(Entries from a pointing dataset)
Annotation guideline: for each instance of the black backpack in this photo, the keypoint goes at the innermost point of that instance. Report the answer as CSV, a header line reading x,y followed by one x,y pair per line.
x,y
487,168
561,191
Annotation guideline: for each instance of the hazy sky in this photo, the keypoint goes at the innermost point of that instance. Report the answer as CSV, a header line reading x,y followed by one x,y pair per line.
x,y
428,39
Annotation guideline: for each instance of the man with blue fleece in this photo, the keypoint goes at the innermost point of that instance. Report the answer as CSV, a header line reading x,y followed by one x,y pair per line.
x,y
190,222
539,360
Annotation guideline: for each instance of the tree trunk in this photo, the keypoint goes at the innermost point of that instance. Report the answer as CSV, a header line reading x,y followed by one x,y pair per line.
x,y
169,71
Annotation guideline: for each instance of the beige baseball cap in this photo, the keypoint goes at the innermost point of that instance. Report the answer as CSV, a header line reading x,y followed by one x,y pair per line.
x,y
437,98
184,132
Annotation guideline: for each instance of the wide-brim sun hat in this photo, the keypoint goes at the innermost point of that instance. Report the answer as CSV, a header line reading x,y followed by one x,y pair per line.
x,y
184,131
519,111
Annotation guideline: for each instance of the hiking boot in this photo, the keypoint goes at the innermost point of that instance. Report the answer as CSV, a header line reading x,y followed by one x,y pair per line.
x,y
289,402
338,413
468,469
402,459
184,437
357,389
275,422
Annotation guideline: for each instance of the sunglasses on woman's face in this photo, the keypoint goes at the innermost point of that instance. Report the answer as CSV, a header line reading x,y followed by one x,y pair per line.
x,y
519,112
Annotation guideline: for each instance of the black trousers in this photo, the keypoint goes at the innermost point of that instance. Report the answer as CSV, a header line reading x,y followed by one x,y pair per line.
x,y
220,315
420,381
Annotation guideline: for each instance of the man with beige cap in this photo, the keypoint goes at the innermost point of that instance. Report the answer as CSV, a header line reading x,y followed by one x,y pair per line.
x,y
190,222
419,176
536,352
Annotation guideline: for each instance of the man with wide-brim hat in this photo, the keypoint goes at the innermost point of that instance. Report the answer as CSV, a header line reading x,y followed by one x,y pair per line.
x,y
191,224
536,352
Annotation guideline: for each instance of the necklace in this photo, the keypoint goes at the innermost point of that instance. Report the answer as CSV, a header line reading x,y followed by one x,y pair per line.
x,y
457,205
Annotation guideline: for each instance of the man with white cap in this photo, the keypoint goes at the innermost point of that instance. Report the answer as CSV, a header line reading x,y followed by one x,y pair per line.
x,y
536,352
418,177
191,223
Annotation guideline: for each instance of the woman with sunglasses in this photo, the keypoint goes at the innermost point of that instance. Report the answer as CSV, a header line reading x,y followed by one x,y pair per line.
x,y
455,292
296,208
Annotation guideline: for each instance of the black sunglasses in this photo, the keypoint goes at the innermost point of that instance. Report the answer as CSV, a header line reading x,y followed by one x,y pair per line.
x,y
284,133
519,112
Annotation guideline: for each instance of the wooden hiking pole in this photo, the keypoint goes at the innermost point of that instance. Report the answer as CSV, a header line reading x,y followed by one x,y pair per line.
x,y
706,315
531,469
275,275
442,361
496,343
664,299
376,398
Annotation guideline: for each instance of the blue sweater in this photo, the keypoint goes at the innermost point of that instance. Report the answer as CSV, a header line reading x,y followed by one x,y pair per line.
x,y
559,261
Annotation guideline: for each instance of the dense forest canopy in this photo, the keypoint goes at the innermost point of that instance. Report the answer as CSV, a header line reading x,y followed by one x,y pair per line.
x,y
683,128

● Aim of the task:
Retype the lines of the records verbatim, starting at the line that contains "Annotation guideline: for each instance of the blue" and continuing through the end of the records, with both ends included.

● Expected answer:
Annotation guideline: for each instance of the blue sweater in this photo, the keypoint goes at the innermost point of that instance. Report the answer as CSV, a header line reading x,y followed by one x,y pair per line.
x,y
559,261
Annotation guideline: for each instance of the dense forest canopy in this photo, the keypoint goes at the innermost point of that instance. Report the answer as CSV, a header line reading x,y followed by one x,y pair per line.
x,y
683,128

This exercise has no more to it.